[YOUR TASK]: Print the magnet discussion word for word from "Another way of" to "of these clumps.".

Another way of looking at this imagining is have a block of many bar magnets gapped by little rubber blocks at the correct distance to generate the same electron movement. A less dense magnet for the same magnetic strength for the same volume because of it's designed structure.

Hopefully not total bollocks but the just a right wrong step.

.
-- wjt, Oct 27 2018

//Hopefully not total bollocks// Hope is a wonderful thing, [wjt].
-- MaxwellBuchanan, Oct 27 2018


I wonder if AI has been used yet to find better magnetic materials. Along with the elements it is made of, the optimal shape of the magnetic domains (cubes? Hexagons? rectangles of a certain length), as well as the size (number of atoms) in the domain.

In magnets clumps of a few hundred atoms all have identical spins, called domains. Then there is a mosaic of these clumps.

Using AI to find the most optimal tesselation of the optimal quantities-of-atoms-per-domain amount could improve things.

I am under the impression thta you can use lasers to orient spins. Perhaps a laser aimed at a magnet-blank gradually being formed from chemical vapor deposition could create optimally spaced, highly homogenous domains.

Perhaps it could improve the efficiency of motors.
-- beanangel, Oct 28 2018


[beanangel] Like minds, after the same advancement but you are far more well read. [Maxwell] Hope still needs energy which means it can be detrimental.

I my mind magnetism is an the dynamic interplay between photons, electrons and the quantum foam. Designing control of this energetic volume will be mankind's stepping stone to the exoplanets.
-- wjt, Nov 03 2018


hmmmmm.... (+) shapes are good.

(Dataset entries)
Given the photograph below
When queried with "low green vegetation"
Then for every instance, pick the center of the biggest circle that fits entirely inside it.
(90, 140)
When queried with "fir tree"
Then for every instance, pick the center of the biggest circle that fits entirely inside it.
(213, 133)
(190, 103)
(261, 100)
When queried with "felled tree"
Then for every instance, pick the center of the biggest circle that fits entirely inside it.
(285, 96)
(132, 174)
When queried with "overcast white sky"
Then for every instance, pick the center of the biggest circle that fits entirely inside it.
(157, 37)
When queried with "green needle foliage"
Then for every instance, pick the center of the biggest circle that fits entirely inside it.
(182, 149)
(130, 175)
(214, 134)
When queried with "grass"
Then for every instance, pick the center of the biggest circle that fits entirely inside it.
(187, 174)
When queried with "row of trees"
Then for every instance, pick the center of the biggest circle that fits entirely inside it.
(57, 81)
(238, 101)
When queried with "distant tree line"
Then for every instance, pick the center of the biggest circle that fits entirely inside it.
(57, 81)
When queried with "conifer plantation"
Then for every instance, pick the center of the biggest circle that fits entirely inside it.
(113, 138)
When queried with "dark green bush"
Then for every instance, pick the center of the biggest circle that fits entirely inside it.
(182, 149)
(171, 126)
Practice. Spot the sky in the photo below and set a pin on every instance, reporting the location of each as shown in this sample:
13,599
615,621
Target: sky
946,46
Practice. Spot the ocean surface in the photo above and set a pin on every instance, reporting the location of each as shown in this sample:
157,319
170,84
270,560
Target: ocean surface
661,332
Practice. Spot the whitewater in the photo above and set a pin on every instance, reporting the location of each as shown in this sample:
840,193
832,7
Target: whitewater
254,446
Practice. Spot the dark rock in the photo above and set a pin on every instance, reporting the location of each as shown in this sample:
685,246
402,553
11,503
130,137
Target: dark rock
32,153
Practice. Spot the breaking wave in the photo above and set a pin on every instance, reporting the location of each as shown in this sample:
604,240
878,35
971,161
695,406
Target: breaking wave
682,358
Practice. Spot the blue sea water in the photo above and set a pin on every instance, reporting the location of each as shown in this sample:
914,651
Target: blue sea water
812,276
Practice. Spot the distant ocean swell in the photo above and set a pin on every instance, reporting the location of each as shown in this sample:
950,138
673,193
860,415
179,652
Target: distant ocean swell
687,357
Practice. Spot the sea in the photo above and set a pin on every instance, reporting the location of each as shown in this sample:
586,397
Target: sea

[RESPONSE BELOW]:
Another way of looking at this imagining is have a block of many bar magnets gapped by little rubber blocks at the correct distance to generate the same electron movement. A less dense magnet for the same magnetic strength for the same volume because of it's designed structure.

Hopefully not total bollocks but the just a right wrong step.

.
-- wjt, Oct 27 2018

//Hopefully not total bollocks// Hope is a wonderful thing, [wjt].
-- MaxwellBuchanan, Oct 27 2018


I wonder if AI has been used yet to find better magnetic materials. Along with the elements it is made of, the optimal shape of the magnetic domains (cubes? Hexagons? rectangles of a certain length), as well as the size (number of atoms) in the domain.

In magnets clumps of a few hundred atoms all have identical spins, called domains. Then there is a mosaic of these clumps.